◆ TESTO ESTRATTO:
^^^^^^^^

Natural Extinctions è l'album di
esordio del duo friulano THE HAUNTING GREEN. Sebbene si siano formati
già nel 2012 e il primo Ep risalga a due anni dopo, i tempi d'attesa
hanno datto i loro bellissimi frutti, in questo album di marzo 2019,
riconosciuto dalla critica del settore come un piccolo capolavoro.
Del resto come poteva essere diversamente? All'incedere lento del
doom e a certe sonorità cupe, il chitarrista e compositore Cristiano
Perin aggiunge sempre atmosfere toccanti, dense di emozioni, un mix
di anima e cuore che non può lasciare indifferente l'ascoltatore dei
più svariati generi musicali.
La compagna d'avventura musicale è
invece Chantal Fresco, ligure naturalizzata friulana, che con il suo
drumming personale confeziona alla perfezione gli input musicali di
Cristiano. Il risultato è un insieme di linguaggi sonori, ben
amalgamati in uno stile personale, che partono dal black metal
atmosferico, fino a coprire tutta la gamma del post-genere (-core,
-rock, -metal); se poi ci aggiungiamo influenze drone e ambient, si
intuisce che la miscela può essere più che vincente.

^^^^^^^^

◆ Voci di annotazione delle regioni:
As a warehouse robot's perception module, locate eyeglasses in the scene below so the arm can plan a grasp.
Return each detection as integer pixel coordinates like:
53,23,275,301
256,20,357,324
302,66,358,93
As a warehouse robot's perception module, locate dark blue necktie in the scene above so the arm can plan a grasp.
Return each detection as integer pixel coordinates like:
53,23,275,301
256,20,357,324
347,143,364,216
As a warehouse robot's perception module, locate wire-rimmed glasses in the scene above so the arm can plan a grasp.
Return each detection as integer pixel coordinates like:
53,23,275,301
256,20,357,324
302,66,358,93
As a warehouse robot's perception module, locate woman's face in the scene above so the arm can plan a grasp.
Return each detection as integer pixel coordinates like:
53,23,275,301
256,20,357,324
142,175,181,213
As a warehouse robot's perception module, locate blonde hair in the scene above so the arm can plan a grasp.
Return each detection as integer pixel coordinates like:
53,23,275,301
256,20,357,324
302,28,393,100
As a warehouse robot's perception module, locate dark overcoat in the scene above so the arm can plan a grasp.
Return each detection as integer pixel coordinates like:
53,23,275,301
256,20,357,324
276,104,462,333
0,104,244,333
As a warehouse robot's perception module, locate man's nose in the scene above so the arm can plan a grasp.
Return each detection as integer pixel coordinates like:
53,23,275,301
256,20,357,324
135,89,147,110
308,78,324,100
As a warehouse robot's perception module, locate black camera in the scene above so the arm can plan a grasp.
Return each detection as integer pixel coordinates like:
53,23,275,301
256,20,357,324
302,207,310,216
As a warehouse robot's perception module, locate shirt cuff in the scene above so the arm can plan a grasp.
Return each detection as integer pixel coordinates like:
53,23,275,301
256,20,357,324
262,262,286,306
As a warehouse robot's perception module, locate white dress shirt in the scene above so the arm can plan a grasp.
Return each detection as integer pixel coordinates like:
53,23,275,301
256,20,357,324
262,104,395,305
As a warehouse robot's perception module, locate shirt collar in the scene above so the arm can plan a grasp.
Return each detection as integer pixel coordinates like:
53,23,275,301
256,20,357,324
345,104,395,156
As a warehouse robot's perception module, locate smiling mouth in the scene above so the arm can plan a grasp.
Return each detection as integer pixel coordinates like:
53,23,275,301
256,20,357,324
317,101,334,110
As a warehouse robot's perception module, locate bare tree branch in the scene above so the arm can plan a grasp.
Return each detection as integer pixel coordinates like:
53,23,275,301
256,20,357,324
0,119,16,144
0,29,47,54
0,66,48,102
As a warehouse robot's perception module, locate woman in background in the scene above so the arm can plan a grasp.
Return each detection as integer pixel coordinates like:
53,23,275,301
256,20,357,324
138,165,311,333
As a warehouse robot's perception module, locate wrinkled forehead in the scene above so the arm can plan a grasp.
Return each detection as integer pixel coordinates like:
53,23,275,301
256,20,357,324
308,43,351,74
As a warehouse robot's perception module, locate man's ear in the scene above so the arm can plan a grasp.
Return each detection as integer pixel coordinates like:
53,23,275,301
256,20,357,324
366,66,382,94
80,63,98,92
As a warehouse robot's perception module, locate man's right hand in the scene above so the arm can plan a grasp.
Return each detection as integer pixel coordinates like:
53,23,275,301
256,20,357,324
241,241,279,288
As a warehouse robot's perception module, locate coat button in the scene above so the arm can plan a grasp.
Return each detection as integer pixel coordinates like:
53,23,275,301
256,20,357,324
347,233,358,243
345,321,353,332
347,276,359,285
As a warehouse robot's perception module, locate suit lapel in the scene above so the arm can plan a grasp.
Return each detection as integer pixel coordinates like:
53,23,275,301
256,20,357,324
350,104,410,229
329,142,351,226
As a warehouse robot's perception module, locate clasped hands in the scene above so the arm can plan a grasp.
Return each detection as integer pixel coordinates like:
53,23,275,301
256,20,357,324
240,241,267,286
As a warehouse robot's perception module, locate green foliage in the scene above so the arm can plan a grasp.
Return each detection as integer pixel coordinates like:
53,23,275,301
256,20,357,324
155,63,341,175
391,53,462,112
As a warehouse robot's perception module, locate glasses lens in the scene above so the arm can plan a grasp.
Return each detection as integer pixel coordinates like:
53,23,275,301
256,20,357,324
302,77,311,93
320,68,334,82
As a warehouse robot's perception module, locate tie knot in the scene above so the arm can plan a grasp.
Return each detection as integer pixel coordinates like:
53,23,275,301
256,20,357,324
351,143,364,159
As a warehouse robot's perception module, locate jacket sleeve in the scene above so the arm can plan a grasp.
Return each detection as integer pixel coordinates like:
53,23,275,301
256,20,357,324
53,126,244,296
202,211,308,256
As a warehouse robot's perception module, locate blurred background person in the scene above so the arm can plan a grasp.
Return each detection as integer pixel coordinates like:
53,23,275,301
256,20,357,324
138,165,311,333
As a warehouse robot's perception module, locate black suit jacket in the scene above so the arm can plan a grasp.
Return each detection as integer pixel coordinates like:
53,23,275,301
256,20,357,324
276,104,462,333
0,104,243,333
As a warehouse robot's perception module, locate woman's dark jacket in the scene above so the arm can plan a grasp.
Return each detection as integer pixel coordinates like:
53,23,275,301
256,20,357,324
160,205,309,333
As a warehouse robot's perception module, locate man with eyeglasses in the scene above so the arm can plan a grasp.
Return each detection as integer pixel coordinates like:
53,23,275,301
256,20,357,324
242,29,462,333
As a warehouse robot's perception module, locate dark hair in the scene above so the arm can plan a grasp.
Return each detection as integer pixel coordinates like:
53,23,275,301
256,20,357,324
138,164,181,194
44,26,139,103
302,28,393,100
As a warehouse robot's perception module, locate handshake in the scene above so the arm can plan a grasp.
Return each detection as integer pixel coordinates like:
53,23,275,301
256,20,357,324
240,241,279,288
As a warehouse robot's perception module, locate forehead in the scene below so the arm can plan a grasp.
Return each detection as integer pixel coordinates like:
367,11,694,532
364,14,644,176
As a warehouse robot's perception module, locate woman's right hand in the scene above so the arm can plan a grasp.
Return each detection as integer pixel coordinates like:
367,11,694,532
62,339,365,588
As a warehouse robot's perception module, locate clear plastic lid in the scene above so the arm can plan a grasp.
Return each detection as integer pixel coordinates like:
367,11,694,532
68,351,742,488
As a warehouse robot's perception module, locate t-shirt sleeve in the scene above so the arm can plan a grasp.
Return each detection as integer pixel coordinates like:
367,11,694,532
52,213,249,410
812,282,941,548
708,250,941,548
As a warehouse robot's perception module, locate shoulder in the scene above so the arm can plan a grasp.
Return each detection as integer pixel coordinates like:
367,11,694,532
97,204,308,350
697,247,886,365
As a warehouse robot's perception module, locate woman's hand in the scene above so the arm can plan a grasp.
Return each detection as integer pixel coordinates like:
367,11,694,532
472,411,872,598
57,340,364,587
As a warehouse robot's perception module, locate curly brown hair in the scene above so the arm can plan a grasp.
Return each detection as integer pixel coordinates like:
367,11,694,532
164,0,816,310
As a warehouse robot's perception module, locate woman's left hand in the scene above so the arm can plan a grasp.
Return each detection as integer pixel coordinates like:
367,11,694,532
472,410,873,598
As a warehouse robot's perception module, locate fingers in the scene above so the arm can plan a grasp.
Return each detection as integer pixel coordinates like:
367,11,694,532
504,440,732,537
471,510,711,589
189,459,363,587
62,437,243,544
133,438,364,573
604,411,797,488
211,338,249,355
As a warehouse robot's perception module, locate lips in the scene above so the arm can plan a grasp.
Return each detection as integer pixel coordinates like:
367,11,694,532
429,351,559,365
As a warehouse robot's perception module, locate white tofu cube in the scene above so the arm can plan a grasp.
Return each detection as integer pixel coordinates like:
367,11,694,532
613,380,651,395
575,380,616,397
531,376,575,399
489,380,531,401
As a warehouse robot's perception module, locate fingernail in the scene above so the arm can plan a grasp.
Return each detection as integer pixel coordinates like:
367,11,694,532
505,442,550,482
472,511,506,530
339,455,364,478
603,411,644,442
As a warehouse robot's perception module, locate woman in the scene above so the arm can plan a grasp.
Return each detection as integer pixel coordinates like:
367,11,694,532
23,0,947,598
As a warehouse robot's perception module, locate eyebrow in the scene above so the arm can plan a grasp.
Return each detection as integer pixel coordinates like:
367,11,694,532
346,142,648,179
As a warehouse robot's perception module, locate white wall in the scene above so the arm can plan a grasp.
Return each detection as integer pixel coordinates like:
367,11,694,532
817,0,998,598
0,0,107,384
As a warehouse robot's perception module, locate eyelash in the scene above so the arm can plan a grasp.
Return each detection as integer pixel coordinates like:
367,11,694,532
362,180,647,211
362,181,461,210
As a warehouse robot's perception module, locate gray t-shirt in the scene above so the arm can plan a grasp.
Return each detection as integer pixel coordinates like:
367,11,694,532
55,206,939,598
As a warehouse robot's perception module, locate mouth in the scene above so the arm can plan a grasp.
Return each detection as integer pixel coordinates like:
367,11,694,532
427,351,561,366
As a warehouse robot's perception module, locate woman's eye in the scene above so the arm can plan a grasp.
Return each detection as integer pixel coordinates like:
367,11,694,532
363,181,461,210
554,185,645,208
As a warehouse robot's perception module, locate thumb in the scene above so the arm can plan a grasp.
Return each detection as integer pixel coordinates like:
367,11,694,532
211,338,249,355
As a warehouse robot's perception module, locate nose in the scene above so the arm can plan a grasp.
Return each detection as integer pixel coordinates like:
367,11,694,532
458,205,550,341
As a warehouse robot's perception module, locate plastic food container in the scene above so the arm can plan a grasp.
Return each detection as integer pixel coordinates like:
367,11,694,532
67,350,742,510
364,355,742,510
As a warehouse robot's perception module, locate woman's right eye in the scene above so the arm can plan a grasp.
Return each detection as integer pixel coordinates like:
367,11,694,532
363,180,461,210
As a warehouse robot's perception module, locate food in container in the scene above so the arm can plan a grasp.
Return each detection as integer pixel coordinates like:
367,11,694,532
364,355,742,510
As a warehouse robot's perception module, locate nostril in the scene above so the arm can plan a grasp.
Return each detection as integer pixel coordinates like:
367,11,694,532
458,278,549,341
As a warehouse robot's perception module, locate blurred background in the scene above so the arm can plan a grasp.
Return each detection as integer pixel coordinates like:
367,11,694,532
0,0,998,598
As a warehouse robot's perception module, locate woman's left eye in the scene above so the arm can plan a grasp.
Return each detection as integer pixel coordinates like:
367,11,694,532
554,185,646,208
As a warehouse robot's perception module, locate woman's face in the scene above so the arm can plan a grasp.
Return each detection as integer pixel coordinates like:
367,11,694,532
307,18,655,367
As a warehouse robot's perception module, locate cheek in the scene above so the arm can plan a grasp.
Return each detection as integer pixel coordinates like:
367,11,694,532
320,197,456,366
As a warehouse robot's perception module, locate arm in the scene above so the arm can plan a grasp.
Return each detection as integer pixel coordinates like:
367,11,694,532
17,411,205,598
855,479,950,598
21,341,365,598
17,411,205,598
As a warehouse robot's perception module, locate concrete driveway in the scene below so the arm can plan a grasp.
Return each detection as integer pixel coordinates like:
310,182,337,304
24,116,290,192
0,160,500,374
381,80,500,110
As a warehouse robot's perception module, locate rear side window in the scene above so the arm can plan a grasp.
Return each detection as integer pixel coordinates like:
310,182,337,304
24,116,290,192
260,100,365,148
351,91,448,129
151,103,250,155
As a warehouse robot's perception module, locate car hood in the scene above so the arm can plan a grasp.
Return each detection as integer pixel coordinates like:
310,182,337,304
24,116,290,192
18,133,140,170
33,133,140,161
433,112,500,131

^^^^^^^^

◆ PARTI DELL'ESERCIZIO:
a. Indica se ciascuna affermazione concorda con la recensione dell'album, rispondendo sì o no e citando le parole decisive: (i) il duo si è formato nel 2012; (ii) Chantal Fresco è la chitarrista del duo; (iii) l'album è uscito a marzo 2019.
b. Nella recensione dell'album, riporta il passo da "Natural Extinctions è" a "un piccolo capolavoro." e rinomina "Natural Extinctions" in "Extinctions".
c. Scrivi come prosegue la recensione dell'album dopo l'ultima frase.
I record non hanno nulla a che vedere con la recensione dell'album.

◆ ELENCO RISPOSTE:
a. (i) Sì: «si siano formati già nel 2012». (ii) No: «il chitarrista e compositore Cristiano Perin». (iii) Sì: «in questo album di marzo 2019».

b.
Extinctions è l'album di
esordio del duo friulano THE HAUNTING GREEN. Sebbene si siano formati
già nel 2012 e il primo Ep risalga a due anni dopo, i tempi d'attesa
hanno datto i loro bellissimi frutti, in questo album di marzo 2019,
riconosciuto dalla critica del settore come un piccolo capolavoro.

c.
Il Cacciatore Verde, nella mitologia
nordica, era un essere in grado di coprire il divario tra la Natura
Selvaggia e l'uomo evoluto, riportando quest'ultimo alle sue origini
primordiali. In Natural Extinctions, concept album
sull'argomento, si approfondisce questa tematica, tra speranza di
successo e constatazione di quanto l'Uomo si sia messo al di sopra di
tutto e di tutti, perdendo, con la propria arroganza, ogni
possibilità di recuperare il lato più puro e primordiale che c'è
in lui. Le conclusioni a cui giungono i due, sono purtroppo
pessimistiche e senza speranza, nonostante -o forse proprio per
questo- la grande sensibilità e saggezza dei compositori.
Lalbum è dedicato a Black Mamba, il
rottweiller di Chantal e la mascotte della band, un essere che nella
sua purezza faceva ancora da ponte verso quella Natura Selvaggia
tanto decantata dal duo. Da non perdere il toccante elogio che ne fa
la stessa Chantal in fase d'intervista (qui).
Dalla main track "Where Nothing
Grows", nasce infine un bel video,
scritto e personificato dalla stessa batterista che in questo
progetto ha condensato tutto il concept del duo. L'album esce quasi
un anno fa, per la canadese Hypnotic Dirge Records, e vanta
collaborazioni del calibro di Fabio Cuomo (outro nella versione album
di "Where Nothing Grows") mentre la ricca e splendida
copertina è opera della sensibilità di una cara amica della band,
Jessica Rassi del The Giants Lab.
Per la biografia della band, la ricca
ed interessante intervista a Cristiano e Chantal e la presentazione
della Hypnotic Dirge, rimando al nostro articolo appena pubblicato, mentre qui vi lascio all'ascolto di questo
splendido Natural Extinctions, descritto con dovizia di
particolari dal nostro recensore di fiducia Cesare Businaro. Come
sempre: buona lettura e buon ascolto!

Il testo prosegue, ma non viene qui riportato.